**TEXT UNDER STUDY**.
Dubai Visa Price in Nigeria in 2026: Latest Fees, Cost & Charges

Nigeria is one of the top African source markets for Dubai tourism — and every year, thousands of Nigerians find themselves confused, overcharged, or outright scammed by informal visa agents who quote wildly inconsistent prices. The reality is that Dubai visa fees follow a structured framework set by the UAE’s Federal Authority for Identity, Citizenship, Customs & Port Security (ICP). The total you pay in Nigeria depends on visa type, whether you add express processing, which channel you use, and the NGN/AED exchange rate on the day you apply.

This guide cuts through the noise. Whether you’re planning a holiday, a business trip, a medical visit, or just a stopover, you’ll find accurate 2026 cost figures, the complete fee breakdown, and a step-by-step process that keeps you in control from application to arrival.

For a broader reference on travel visa costs across multiple destinations, the 2026 travel visa price and fee guide on TourBreeder covers dozens of countries and is a useful starting point if Dubai is one stop on a larger itinerary.

Do Nigerians Need a Visa to Enter Dubai?

Yes — Nigerian passport holders require a visa to enter the UAE. Unlike some nationalities who enjoy visa-on-arrival or visa-free access, Nigerian nationals must secure a pre-approved visa before travel. There are no visa-on-arrival options available to Nigerian passport holders at UAE ports of entry, regardless of which other visas you hold.

The good news is that the UAE has made the application process entirely online and reasonably straightforward, with multiple channels available from Nigeria. Approval rates for well-documented applications are high, and processing has become faster in 2025–2026 following the ICP’s digital overhaul.

Types of UAE Visas Available to Nigerian Applicants

The right visa depends on your purpose of visit and how long you plan to stay. Here’s a breakdown of the most relevant options for Nigerian travellers in 2026:

Visa Type Duration of Stay Entry Typical Use Case
Tourist Visa – 30 Days 30 days from entry date Single Holidays, family visits, shopping trips
Tourist Visa – 60 Days 60 days from entry date Single Extended stays, multiple Emirates visits
Tourist Visa – 90 Days 90 days from entry date Single or Multiple Long holidays, business scouting, freelancers
Multi-Entry Visa – 1 Year 90 days per stay (max 180/year) Multiple Frequent business travellers, repeat visitors
Transit Visa – 48 Hours 48 hours Single Airport stopovers, brief transits
Transit Visa – 96 Hours 96 hours Single Longer layovers, quick city visit en route
Medical Visa 30–90 days (extendable) Single Treatment at UAE hospitals and clinics

The 30-day tourist visa is by far the most common choice for Nigerian travellers. The 60-day option suits those planning a more extended exploration of Dubai, Abu Dhabi, and other Emirates. The multi-entry one-year visa is increasingly popular among Nigerian entrepreneurs who travel to Dubai regularly for trade shows, procurement, and business meetings.

**WHAT TO DO**. Name every visa type listed in the table of the Dubai visa guide.

**SUPPLIED MATERIAL**.
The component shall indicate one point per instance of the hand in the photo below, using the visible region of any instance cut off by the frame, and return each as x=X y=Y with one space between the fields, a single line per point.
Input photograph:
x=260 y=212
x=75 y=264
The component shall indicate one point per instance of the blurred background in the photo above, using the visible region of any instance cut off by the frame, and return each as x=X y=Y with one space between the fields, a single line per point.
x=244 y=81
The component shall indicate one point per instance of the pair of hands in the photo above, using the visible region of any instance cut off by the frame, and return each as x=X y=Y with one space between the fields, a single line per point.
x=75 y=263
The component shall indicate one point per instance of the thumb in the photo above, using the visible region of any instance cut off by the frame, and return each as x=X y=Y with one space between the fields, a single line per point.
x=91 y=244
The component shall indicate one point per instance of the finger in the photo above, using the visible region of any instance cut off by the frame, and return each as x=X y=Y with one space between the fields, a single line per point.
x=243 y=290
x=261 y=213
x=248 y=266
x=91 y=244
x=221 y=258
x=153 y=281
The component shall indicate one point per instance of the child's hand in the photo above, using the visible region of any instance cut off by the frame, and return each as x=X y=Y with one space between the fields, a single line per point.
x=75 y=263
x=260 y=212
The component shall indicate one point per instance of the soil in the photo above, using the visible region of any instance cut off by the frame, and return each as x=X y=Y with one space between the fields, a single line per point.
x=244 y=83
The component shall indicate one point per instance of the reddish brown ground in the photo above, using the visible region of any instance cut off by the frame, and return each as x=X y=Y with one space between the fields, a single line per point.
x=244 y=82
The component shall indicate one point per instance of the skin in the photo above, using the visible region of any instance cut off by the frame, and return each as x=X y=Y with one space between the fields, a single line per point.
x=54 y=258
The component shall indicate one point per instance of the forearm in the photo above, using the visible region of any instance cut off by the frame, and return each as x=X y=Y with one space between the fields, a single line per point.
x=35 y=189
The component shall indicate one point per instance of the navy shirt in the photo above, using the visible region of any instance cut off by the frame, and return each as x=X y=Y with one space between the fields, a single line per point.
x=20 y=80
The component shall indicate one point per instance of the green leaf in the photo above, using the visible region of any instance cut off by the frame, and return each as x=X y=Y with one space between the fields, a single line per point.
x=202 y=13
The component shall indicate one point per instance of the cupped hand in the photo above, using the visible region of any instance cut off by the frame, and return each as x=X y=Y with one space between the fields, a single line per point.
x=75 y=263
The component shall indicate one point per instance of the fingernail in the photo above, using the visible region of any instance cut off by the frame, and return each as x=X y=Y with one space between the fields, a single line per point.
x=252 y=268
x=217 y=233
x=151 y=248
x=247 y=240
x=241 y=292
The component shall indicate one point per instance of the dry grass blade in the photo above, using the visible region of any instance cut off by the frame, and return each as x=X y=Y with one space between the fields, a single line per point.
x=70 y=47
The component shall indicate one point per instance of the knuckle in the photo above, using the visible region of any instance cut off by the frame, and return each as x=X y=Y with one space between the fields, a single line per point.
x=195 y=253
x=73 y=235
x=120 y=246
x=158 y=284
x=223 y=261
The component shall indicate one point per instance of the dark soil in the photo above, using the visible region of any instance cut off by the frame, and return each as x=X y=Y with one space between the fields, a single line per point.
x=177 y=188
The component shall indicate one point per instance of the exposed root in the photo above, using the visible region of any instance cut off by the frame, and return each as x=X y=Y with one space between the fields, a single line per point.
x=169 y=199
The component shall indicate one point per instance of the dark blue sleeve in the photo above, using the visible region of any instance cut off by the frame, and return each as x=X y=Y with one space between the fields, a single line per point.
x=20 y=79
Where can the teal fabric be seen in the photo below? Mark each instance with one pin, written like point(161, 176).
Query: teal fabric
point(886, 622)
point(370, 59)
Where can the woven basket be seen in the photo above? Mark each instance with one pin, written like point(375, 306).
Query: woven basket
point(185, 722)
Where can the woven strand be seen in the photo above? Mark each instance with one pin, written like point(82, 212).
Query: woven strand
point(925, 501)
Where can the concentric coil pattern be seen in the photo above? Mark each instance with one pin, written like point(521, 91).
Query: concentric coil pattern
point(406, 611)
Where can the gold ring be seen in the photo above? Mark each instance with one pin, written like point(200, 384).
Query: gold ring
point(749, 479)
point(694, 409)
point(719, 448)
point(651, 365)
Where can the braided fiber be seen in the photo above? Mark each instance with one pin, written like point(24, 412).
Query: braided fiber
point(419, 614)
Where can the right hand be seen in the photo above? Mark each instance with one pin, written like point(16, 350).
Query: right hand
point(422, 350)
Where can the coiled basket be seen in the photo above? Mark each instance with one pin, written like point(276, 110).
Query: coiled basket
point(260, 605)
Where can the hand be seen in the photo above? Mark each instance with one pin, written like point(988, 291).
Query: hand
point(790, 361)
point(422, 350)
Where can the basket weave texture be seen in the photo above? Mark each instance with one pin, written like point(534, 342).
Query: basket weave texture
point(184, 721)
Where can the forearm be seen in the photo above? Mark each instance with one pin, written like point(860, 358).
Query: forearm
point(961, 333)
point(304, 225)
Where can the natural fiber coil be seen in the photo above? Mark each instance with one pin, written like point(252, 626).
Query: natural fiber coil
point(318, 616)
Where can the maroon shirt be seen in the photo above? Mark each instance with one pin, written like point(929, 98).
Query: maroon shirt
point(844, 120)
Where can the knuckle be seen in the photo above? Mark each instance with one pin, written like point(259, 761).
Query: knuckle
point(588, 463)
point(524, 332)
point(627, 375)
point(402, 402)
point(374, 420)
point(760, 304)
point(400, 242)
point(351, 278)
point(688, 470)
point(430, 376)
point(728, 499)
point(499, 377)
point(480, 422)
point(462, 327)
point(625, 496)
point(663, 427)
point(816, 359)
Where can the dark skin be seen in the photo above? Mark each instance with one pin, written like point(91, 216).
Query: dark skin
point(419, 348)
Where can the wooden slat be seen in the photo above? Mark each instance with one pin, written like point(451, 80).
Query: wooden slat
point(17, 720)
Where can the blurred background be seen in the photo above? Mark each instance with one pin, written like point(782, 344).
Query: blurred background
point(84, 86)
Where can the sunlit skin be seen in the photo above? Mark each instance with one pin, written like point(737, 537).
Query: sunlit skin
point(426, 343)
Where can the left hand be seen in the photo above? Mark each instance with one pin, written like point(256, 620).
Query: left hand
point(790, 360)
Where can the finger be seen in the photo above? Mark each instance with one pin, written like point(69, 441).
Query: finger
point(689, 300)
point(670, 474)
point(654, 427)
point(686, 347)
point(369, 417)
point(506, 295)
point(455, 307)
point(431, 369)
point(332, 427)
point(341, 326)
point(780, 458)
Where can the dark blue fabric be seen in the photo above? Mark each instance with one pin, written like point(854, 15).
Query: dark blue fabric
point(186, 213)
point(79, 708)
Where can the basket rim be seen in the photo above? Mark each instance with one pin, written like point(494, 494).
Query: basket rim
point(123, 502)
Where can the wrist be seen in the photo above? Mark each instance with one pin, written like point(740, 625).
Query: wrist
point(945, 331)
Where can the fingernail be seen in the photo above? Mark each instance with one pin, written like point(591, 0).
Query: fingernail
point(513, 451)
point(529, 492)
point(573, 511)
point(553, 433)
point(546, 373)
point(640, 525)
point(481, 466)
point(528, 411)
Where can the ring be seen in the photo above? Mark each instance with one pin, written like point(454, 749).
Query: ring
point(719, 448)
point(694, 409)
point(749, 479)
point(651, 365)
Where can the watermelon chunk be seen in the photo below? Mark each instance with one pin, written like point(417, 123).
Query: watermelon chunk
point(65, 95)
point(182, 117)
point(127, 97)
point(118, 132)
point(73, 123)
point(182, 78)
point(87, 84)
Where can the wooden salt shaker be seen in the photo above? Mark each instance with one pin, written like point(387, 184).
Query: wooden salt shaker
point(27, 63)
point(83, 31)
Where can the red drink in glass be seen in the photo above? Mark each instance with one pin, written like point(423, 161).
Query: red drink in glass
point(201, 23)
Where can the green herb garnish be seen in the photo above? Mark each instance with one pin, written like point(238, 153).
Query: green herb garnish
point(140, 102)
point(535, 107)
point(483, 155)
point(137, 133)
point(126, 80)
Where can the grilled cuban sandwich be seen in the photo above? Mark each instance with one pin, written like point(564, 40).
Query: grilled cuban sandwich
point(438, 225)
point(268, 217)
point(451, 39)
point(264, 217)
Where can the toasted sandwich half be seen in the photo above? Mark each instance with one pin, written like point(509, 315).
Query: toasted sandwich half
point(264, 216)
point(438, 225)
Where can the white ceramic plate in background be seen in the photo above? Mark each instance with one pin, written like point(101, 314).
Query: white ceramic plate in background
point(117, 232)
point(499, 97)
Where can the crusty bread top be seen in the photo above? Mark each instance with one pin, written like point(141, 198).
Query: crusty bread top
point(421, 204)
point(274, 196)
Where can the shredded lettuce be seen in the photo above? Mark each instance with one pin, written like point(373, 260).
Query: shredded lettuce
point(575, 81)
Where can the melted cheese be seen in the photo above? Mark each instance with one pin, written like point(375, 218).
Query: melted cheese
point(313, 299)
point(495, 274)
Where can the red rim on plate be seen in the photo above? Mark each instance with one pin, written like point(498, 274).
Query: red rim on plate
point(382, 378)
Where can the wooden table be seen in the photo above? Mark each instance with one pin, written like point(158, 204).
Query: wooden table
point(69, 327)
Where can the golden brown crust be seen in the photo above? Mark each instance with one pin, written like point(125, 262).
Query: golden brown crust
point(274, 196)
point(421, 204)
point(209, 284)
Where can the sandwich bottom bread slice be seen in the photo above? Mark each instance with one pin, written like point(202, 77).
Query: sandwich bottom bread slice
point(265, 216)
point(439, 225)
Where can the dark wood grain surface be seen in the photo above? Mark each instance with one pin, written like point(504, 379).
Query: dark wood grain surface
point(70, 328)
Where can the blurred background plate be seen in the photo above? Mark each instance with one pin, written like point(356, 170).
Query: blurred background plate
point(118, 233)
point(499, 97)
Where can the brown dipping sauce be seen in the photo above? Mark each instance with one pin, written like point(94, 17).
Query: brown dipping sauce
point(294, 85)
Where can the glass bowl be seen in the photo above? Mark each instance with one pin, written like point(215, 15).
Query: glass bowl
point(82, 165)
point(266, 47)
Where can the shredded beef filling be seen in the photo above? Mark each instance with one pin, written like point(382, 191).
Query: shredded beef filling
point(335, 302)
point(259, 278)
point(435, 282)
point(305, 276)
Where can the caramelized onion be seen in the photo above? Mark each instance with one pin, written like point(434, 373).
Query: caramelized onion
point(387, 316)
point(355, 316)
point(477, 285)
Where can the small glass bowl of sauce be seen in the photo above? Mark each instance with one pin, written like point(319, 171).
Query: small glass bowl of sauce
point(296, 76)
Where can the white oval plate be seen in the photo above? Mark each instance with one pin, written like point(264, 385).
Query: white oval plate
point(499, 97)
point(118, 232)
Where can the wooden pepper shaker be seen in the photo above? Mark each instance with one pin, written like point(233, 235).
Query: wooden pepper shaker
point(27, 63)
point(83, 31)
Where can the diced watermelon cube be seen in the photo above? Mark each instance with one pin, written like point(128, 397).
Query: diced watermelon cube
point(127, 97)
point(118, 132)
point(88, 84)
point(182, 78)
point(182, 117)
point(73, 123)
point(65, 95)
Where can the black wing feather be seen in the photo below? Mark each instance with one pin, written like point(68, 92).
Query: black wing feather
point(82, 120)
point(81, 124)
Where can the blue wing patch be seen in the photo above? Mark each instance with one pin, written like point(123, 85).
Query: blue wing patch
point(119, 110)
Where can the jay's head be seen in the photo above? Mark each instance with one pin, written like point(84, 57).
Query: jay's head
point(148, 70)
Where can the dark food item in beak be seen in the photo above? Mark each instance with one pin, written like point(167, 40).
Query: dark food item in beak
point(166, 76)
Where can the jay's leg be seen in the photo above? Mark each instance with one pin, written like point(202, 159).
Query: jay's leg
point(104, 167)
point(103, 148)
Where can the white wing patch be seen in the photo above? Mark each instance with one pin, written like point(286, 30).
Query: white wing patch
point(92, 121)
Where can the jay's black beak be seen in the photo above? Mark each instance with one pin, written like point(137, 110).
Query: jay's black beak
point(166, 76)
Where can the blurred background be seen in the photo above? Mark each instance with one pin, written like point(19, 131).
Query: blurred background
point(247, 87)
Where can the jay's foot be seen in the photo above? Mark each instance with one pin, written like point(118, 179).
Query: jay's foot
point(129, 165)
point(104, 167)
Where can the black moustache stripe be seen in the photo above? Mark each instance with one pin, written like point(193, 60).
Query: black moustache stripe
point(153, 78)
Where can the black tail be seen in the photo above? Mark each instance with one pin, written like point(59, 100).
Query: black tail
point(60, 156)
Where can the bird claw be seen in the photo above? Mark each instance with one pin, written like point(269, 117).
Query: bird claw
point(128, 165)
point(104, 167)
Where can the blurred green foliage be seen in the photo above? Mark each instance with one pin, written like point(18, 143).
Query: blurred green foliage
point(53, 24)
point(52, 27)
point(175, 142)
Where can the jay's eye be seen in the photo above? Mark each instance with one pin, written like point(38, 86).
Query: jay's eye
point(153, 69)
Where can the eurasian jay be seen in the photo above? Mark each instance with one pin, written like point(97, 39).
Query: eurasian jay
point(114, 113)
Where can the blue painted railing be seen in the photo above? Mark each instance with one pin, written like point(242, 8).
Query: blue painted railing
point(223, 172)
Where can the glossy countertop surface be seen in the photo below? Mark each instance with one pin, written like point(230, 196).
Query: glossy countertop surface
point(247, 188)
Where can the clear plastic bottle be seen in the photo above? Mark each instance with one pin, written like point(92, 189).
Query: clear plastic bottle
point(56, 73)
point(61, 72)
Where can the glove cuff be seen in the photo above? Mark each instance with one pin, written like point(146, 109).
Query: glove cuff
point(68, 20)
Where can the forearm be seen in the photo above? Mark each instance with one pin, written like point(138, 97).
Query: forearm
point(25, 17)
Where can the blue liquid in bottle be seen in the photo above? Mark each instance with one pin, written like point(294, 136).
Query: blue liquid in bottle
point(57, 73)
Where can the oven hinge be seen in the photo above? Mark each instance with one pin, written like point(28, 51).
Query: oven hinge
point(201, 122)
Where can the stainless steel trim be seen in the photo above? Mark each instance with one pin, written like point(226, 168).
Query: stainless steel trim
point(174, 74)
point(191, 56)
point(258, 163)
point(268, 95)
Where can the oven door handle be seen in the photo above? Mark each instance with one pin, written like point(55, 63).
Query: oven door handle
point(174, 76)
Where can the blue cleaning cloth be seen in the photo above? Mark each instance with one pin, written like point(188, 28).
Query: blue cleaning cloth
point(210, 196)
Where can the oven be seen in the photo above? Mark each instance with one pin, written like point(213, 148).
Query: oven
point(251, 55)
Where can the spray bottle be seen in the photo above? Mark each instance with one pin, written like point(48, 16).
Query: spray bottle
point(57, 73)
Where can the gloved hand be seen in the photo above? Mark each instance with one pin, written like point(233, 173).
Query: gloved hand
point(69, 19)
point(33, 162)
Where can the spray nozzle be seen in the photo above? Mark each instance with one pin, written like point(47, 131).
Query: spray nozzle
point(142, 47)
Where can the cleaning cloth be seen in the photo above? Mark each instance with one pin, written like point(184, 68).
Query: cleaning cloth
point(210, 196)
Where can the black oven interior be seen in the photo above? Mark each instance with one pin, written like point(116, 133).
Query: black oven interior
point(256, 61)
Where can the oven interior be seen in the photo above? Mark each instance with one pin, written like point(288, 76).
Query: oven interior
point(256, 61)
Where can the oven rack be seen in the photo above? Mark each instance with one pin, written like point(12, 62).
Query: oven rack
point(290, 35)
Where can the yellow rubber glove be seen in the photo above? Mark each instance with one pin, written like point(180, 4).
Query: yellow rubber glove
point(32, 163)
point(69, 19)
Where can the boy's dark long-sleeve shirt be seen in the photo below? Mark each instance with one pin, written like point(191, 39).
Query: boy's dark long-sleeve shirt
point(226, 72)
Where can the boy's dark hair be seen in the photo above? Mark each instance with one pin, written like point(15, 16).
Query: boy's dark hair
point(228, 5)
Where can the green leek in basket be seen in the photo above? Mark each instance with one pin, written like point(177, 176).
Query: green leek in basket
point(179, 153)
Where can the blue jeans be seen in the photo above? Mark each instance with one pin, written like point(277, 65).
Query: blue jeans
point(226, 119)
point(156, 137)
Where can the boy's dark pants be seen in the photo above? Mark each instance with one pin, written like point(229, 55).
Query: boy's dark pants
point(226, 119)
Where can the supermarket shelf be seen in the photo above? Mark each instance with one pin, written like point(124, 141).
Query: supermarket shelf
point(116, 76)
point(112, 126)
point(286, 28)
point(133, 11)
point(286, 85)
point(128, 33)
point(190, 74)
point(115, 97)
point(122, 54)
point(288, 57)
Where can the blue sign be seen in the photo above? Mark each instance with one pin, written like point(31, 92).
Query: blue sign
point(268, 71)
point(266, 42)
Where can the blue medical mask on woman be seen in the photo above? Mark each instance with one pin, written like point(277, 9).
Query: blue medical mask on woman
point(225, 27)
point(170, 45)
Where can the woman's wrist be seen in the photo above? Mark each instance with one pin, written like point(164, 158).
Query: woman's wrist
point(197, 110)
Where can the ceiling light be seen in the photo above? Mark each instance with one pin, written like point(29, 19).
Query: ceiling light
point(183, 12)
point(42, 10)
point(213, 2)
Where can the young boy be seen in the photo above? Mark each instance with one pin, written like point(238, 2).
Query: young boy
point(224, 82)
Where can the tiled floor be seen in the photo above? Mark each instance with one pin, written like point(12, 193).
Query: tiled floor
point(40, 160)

**WRITTEN ANSWER**.
Tourist Visa – 30 Days
Tourist Visa – 60 Days
Tourist Visa – 90 Days
Multi-Entry Visa – 1 Year
Transit Visa – 48 Hours
Transit Visa – 96 Hours
Medical Visa